Challenge -
Return the data below unchanged, reproducing every line as it stands.

***** Dataset records

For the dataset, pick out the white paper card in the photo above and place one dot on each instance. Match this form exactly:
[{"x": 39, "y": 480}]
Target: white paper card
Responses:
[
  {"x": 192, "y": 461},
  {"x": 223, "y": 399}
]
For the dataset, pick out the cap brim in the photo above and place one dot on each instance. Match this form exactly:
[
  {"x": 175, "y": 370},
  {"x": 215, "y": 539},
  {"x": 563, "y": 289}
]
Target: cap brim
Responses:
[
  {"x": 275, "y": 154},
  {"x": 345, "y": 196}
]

**********

Solution to this exercise -
For the dataset, pick out the white paper card in the photo above and place one dot on each instance. Match this form exactly:
[{"x": 39, "y": 480}]
Target: white paper card
Responses:
[
  {"x": 192, "y": 461},
  {"x": 223, "y": 399}
]
For the dataset, pick out the cap brim in the photo above and place one dot on each instance. Match this form exactly:
[
  {"x": 175, "y": 370},
  {"x": 215, "y": 539},
  {"x": 563, "y": 289}
]
Target: cap brim
Responses:
[
  {"x": 275, "y": 154},
  {"x": 345, "y": 196}
]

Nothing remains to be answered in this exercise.